GIVEN DATA.
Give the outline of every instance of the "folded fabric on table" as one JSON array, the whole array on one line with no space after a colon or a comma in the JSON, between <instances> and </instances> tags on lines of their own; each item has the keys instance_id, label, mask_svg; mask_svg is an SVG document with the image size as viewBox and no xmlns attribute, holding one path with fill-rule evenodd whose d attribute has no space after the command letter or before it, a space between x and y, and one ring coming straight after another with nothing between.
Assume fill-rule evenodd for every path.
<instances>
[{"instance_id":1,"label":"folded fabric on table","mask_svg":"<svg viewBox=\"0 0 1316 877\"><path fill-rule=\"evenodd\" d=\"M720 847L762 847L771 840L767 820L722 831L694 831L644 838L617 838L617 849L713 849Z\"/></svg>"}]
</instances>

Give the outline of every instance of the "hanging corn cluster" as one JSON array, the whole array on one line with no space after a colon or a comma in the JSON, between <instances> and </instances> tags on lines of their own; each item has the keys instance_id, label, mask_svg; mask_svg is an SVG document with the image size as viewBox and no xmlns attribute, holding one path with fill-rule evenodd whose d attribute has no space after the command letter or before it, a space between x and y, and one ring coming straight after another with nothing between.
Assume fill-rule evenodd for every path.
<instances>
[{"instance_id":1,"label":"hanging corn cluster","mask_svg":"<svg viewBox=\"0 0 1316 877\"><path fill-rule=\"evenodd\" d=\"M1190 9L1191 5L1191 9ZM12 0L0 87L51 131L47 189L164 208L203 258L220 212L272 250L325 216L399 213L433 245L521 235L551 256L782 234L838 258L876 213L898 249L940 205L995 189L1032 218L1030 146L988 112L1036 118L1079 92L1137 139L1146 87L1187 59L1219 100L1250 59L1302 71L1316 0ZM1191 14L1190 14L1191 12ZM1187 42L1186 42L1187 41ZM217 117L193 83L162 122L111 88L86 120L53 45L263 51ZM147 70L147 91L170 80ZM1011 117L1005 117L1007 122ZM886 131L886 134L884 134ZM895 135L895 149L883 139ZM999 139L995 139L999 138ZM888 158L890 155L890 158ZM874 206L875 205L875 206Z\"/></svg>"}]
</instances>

REQUIRED TASK. Extract each line of the listing above that contains the string "coming", copying every such line in full.

EXERCISE OUTPUT.
Give the outline of every instance of the "folded fabric on table" as one JSON array, the whole array on one line with no space after a colon or a comma in the JSON, between <instances> and </instances> tags on lines of their own; each item has the keys instance_id, label, mask_svg; mask_svg is an SVG document with the image size as viewBox and no xmlns attribute, holding one path with fill-rule evenodd whose d attribute has no space after the command letter or before it, a space between x and y, and one ring coming straight after another with nothing between.
Give the outline of every instance of the "hanging corn cluster" as one JSON array, the whole array on one line with no space after a colon or a comma in the JSON, between <instances> and </instances> tags on lines of their own; each item has the keys instance_id, label, mask_svg; mask_svg is an SVG document with the image size as viewBox and no xmlns attribute, holding one path with fill-rule evenodd whose d attribute has no space after the command letter or before it, a space between x and y, and one ring coming straight after another with nothing between.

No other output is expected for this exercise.